----- RECORDS PROVIDED

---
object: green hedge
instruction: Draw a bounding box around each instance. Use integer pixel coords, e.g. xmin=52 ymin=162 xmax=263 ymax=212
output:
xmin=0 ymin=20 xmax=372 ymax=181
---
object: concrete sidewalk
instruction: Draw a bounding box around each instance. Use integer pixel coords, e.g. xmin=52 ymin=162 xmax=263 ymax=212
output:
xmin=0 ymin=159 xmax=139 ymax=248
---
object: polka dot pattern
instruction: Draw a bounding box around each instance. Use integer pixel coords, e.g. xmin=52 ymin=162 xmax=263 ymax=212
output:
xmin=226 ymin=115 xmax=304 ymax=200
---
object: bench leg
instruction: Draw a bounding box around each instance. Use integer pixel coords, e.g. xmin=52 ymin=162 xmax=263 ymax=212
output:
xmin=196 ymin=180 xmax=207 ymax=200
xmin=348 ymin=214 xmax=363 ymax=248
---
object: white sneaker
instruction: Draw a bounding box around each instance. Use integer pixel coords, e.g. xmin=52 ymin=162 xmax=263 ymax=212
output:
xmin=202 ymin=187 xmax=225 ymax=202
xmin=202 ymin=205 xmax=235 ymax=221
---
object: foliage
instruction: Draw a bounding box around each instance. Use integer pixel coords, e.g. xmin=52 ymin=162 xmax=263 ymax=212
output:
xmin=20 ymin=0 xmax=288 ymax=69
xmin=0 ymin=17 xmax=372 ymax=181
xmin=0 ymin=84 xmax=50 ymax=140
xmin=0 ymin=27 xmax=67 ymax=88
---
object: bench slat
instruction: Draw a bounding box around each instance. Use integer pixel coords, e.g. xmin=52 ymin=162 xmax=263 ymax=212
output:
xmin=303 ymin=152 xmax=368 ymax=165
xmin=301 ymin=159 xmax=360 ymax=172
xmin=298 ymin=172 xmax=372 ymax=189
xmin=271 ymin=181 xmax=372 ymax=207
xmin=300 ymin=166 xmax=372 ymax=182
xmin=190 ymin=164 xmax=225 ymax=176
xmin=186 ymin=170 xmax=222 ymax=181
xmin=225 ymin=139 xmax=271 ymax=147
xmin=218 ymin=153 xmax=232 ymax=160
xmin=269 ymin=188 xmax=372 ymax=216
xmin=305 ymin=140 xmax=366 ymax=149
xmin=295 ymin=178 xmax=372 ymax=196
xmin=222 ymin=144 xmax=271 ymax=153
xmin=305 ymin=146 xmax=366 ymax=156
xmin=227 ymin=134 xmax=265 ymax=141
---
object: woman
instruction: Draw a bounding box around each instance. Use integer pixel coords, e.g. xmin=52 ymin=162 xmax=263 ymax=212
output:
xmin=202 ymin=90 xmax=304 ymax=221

----------
----- RECORDS PROVIDED

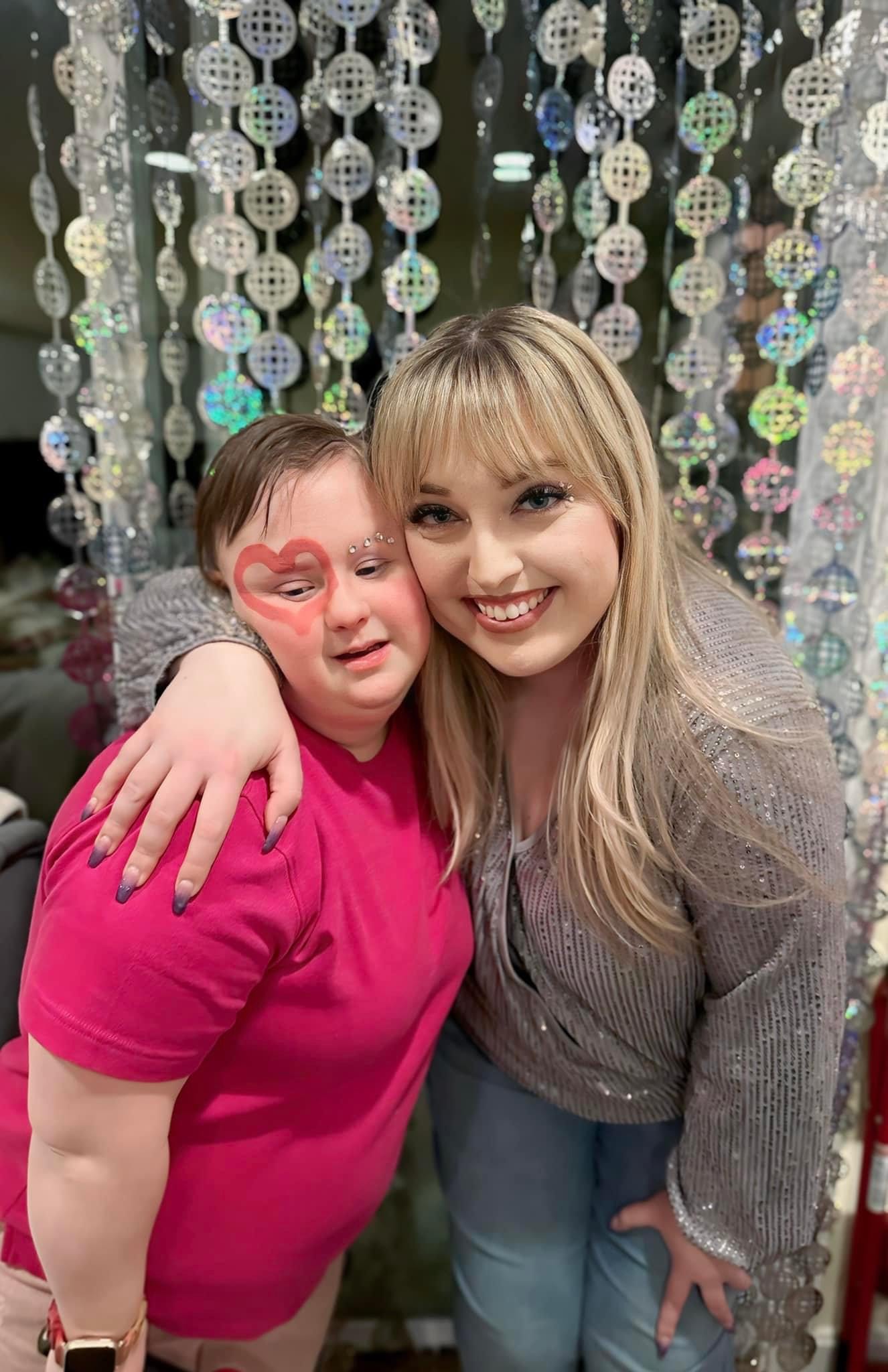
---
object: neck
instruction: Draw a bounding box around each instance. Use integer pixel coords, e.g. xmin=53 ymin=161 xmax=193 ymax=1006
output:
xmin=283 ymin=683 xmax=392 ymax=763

----------
----- RECORDS PROVIDED

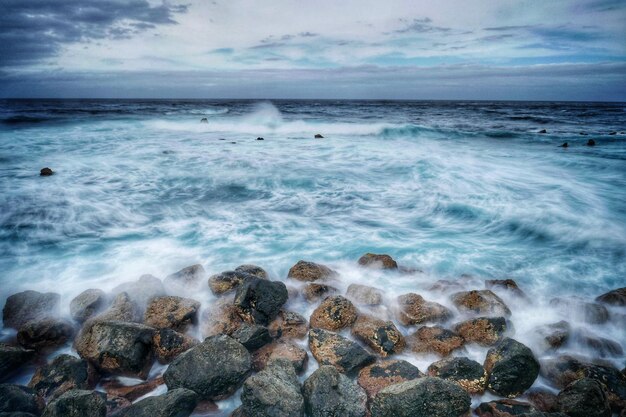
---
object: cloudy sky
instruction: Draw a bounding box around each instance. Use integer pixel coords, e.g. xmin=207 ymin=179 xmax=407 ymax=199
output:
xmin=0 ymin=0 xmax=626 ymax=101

----------

Collect every line of the records above that contains the word "object". List those lines in the order they appear.

object: green hedge
object: concrete sidewalk
object: polka dot pattern
object: bench leg
object: white sneaker
object: foliage
object: bench slat
object: woman
object: neck
object: cloudy sky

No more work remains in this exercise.